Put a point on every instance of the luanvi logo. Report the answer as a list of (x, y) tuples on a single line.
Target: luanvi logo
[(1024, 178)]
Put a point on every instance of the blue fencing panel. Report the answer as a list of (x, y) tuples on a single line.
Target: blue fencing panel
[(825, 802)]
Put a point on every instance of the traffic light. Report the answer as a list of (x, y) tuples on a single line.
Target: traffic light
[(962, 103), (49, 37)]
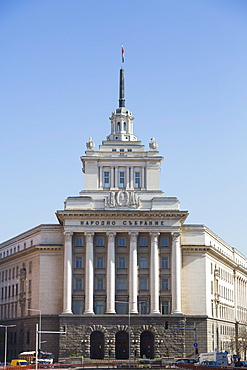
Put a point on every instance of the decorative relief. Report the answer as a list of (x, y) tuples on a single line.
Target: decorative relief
[(122, 198)]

■ **GOAL OF THE EXERCISE**: Can you rewrite all the entries above, replacing "Report the answer" with "Give the coordinates", changing nothing else and leaving the pictures out?

■ **ANSWER FOR THE TASK**:
Put a point on every instance of the luanvi logo. Give the coordinates as a list of (x, y) tuples on a single line.
Target: luanvi logo
[(1024, 178)]
Put a point on every instance of the blue fencing panel. Give the coordinates as a list of (x, y) tuples on a single line.
Target: blue fencing panel
[(825, 802)]
Put a point on every instance of the traffic light. Give the coordinates as a list of (x, y) tuples on a single line.
Target: traffic light
[(962, 103), (49, 37)]
Put a point on every instance of the decorative relief. Give the coordinates as a list of (x, y) tuples on a single line.
Target: decorative relief
[(122, 198)]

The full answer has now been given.